**SELECTED PASSAGE**
——————

At first glance, we might seem like a typical American family. My husband is a veteran and we have 2 busy, active boys. However, we have challenges that range from food allergies to special needs and even health issues. Traveling can be tricky. Flying? No thanks, the suitcases aren’t big enough! Here are some ways we have found to make traveling and vacationing a little easier.


Packing Snacks
The first thing we plan for is snacks for the trip and any food products that might not be available where we are headed (I have one child who can only eat 1 brand of waffles and they are from a local grocery chain so we always stock up before a trip). While we might buy some snacks or drinks on the road at places we stop, this ensures that there is safe food for those of us with food allergies on the road.

Having a Space of Our Own
This past October, we traveled to beautiful New Mexico to see family and enjoy the sights. We opted to rent a house for those 4 nights we would be in Las Cruces through Airbnb. This gave us several advantages:

  • We paid a lot less for the large space we had
  • We had a full kitchen and could cook meals to save money and ensure food safety
  • We could keep a regular routine for my son who has Autism

Overall, the ability to have a space of our own and keep our own schedule was wonderful!



Visiting Tourist Spots During the Off-season

While we were there, we took advantage of the fact that most of the other children were in school and visited some cool museums and zoos. There were few crowds which meant my oldest didn’t get so overwhelmed. It was also nice weather so while we had to watch out for too much sun, it wasn’t so hot that we couldn’t enjoy ourselves.The animals at the zoo were active and playing in the cooler weather too.

 

Using Internet Resources
There are many internet resources for finding allergy-friendly places to eat these days. With cell phones, it is easy to check for allergy-friendly restaurants on apps such as Find Me Gluten Free and to check for reviews. There are also chains that are working hard to train their employees nationwide in allergy-safe practices that we follow. However, before I go to a restaurant I am not familiar with, we call and ask questions about what kinds of things are on the menu, the handling practices, etc.

——————

**INFORMATION PROVIDED**
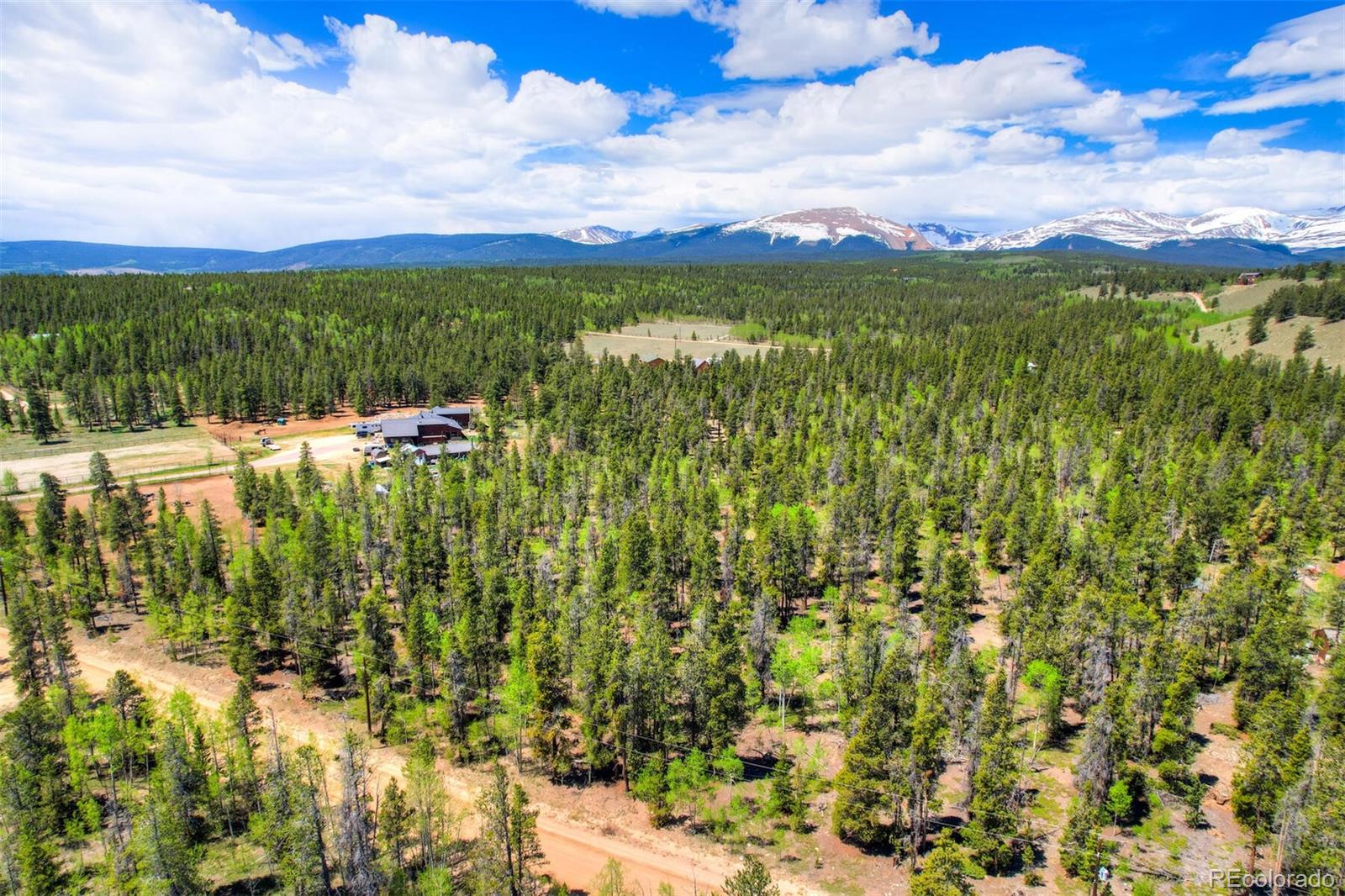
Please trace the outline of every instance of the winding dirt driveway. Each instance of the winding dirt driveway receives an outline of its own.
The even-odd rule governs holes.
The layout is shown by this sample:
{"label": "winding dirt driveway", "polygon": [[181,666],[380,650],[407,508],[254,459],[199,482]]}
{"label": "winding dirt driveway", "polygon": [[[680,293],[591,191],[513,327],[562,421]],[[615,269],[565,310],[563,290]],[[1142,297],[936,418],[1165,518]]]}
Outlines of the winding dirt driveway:
{"label": "winding dirt driveway", "polygon": [[[144,626],[143,622],[134,624]],[[106,687],[113,673],[124,669],[141,685],[163,696],[182,687],[211,712],[218,712],[231,697],[235,678],[227,669],[175,662],[157,647],[133,643],[134,635],[140,632],[126,634],[130,636],[114,643],[106,636],[87,639],[81,632],[71,632],[81,677],[91,690]],[[8,631],[0,627],[0,657],[7,658],[8,652]],[[7,673],[7,659],[0,659],[0,671]],[[13,702],[13,682],[8,674],[0,675],[0,712]],[[288,683],[277,682],[276,677],[266,679],[257,694],[257,704],[268,718],[274,714],[278,731],[291,741],[311,740],[328,755],[335,755],[339,749],[351,724],[351,720],[323,712],[317,702],[303,700]],[[369,764],[379,786],[402,778],[404,760],[397,748],[371,745]],[[445,790],[457,809],[471,809],[476,794],[486,784],[486,776],[448,763],[440,763],[440,771]],[[672,884],[679,895],[718,892],[725,879],[738,866],[738,860],[717,848],[691,841],[679,831],[636,830],[627,826],[617,835],[612,831],[611,819],[596,814],[585,818],[578,803],[561,807],[534,798],[534,807],[538,810],[537,831],[545,854],[545,870],[572,888],[590,887],[608,858],[620,861],[627,883],[644,893],[655,892],[663,881]],[[469,825],[464,827],[469,833]],[[791,896],[816,892],[796,881],[777,883],[781,893]]]}

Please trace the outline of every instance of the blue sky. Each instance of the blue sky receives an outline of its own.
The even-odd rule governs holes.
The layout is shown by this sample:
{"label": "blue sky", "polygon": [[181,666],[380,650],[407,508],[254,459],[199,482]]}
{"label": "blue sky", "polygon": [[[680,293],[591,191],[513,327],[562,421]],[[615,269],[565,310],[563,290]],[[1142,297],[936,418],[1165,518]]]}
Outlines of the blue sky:
{"label": "blue sky", "polygon": [[1345,204],[1322,3],[13,4],[0,235]]}

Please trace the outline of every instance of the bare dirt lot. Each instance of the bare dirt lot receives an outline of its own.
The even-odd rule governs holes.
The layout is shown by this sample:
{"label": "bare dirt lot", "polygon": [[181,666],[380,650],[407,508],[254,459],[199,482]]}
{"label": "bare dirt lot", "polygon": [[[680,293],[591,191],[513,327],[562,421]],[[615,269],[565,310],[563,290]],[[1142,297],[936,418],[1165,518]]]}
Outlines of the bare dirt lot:
{"label": "bare dirt lot", "polygon": [[[144,622],[120,612],[113,618],[116,640],[104,635],[85,638],[71,632],[79,662],[81,679],[91,690],[106,686],[117,669],[125,669],[160,697],[182,687],[204,709],[218,710],[233,694],[235,678],[225,666],[199,666],[175,662],[157,646],[147,642]],[[8,632],[0,630],[0,655],[8,655]],[[5,671],[0,666],[0,673]],[[273,673],[264,679],[257,702],[269,718],[274,713],[278,731],[293,743],[312,740],[324,753],[335,755],[350,720],[323,712],[320,702],[304,700],[289,673]],[[12,706],[13,686],[9,677],[0,677],[0,709]],[[399,749],[381,747],[370,751],[370,766],[379,787],[401,778],[404,756]],[[445,788],[455,809],[467,811],[486,783],[480,770],[441,764]],[[538,837],[546,857],[545,870],[572,888],[582,889],[607,864],[609,857],[625,866],[627,881],[639,892],[652,893],[659,883],[672,884],[677,893],[705,893],[718,888],[738,865],[724,850],[693,839],[678,830],[654,830],[638,803],[621,796],[620,786],[608,788],[573,788],[527,782],[538,814]],[[604,809],[605,807],[605,809]],[[469,833],[469,830],[467,831]],[[779,879],[779,874],[776,874]],[[820,892],[796,881],[783,881],[781,892],[790,895]]]}
{"label": "bare dirt lot", "polygon": [[69,441],[46,447],[34,443],[32,449],[13,447],[12,453],[0,460],[0,468],[13,472],[19,479],[19,488],[28,491],[36,487],[38,476],[44,472],[54,475],[66,486],[86,482],[89,456],[94,451],[102,451],[112,464],[112,472],[121,479],[132,475],[144,476],[155,471],[200,467],[210,459],[215,461],[233,459],[225,447],[203,429],[183,428],[161,432],[165,433],[164,439],[151,441],[137,440],[134,433],[129,433],[125,436],[128,443],[125,447],[118,447],[116,435],[97,444],[71,437]]}
{"label": "bare dirt lot", "polygon": [[730,339],[729,331],[729,324],[662,320],[629,324],[619,332],[589,331],[581,339],[589,358],[601,358],[604,352],[616,358],[658,355],[671,359],[677,352],[686,358],[718,358],[729,351],[757,355],[772,348],[764,342]]}

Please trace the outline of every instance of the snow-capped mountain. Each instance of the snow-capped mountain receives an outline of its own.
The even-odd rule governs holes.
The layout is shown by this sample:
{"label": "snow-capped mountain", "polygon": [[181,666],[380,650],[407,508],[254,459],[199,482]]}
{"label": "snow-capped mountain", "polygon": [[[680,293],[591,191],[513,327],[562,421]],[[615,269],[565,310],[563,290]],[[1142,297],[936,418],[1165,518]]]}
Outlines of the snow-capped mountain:
{"label": "snow-capped mountain", "polygon": [[835,245],[847,237],[866,237],[889,249],[933,249],[915,229],[851,207],[785,211],[725,225],[722,233],[764,233],[771,237],[772,244],[776,239],[794,239],[798,244]]}
{"label": "snow-capped mountain", "polygon": [[985,233],[978,230],[963,230],[952,225],[935,223],[931,221],[911,225],[916,233],[929,241],[935,249],[962,249],[967,244],[985,238]]}
{"label": "snow-capped mountain", "polygon": [[561,239],[569,239],[570,242],[582,242],[586,246],[607,246],[613,242],[625,242],[635,235],[635,231],[613,230],[611,227],[604,227],[603,225],[593,225],[592,227],[554,230],[550,235]]}
{"label": "snow-capped mountain", "polygon": [[1173,239],[1248,239],[1303,253],[1345,246],[1345,214],[1333,209],[1290,215],[1266,209],[1228,207],[1181,218],[1161,211],[1107,209],[985,237],[966,248],[1030,249],[1045,239],[1067,235],[1093,237],[1131,249],[1149,249]]}

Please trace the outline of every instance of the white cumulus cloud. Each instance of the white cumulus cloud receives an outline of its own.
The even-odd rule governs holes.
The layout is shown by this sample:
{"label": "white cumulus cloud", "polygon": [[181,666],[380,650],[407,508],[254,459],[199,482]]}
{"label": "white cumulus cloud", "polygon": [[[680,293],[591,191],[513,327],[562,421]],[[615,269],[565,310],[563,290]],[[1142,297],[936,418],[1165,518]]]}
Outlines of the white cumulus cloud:
{"label": "white cumulus cloud", "polygon": [[1235,78],[1345,71],[1345,5],[1282,22],[1228,74]]}
{"label": "white cumulus cloud", "polygon": [[880,15],[877,0],[748,0],[710,7],[706,17],[733,36],[718,59],[729,78],[806,78],[939,48],[929,26],[901,11]]}
{"label": "white cumulus cloud", "polygon": [[1307,124],[1306,118],[1284,121],[1268,128],[1224,128],[1205,147],[1206,156],[1248,156],[1266,149],[1266,144],[1280,140]]}

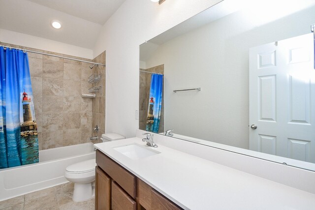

——————

**REQUIRED WORK**
1. Answer these questions from the travel tips text:
(a) How many nights did the family rent a house in Las Cruces?
(b) In what month did the family travel to New Mexico?
(c) Which app does the text name for finding allergy-friendly restaurants?
2. Repeat everything in the travel tips text from "Having a Space" down to "schedule was wonderful!".
3. Pick up the travel tips text where it stops and continue writing it.
The data has no connection to the travel tips text.

**ANSWERS FOR THIS EXERCISE**
1.
(a) 4 nights
(b) October
(c) Find Me Gluten Free

2.
Having a Space of Our Own
This past October, we traveled to beautiful New Mexico to see family and enjoy the sights. We opted to rent a house for those 4 nights we would be in Las Cruces through Airbnb. This gave us several advantages:

  • We paid a lot less for the large space we had
  • We had a full kitchen and could cook meals to save money and ensure food safety
  • We could keep a regular routine for my son who has Autism

Overall, the ability to have a space of our own and keep our own schedule was wonderful!

3.
One way I know a place is training their employees well is when the person who answers the phone (usually a hostess or cashier) can answer my questions confidently or be willing to ask questions when they are not sure. 

I also try to pack a quick snack just in case we have to make a last-minute decision not to eat someplace as I have gotten to a restaurant that passed the phone call only to discover I was misled on the phone. 

Calling Ahead
One really cool thing we did was to attend the International Balloon Fiesta in Albuquerque. It was my oldest son’s sixth birthday, so we went all out and bought tickets for one of their breakfast service areas. This was great because it included a shuttle from the parking lot and to the shopping areas (my husband has issues with walking distances). 

When we first started planning, I called and talked to the head caterer to let them know we were coming and to see what accommodations could be made for food. They were great and we were even able to take our own allergy-free brownies in with us to celebrate the event! Also, the quieter, calmer atmosphere that was offered to us allowed my son to enjoy the balloon fiesta without getting overwhelmed.

 

While a lot of planning went into this trip and parts of it were a lot of work, it was a once-in-a-lifetime opportunity to build family memories. My boys still talk about the balloons and the time with Grandma and their uncle. 

While we hope to do it again, I know the memories we built will last them a lifetime and since NO ONE GOT SICK it was even better!!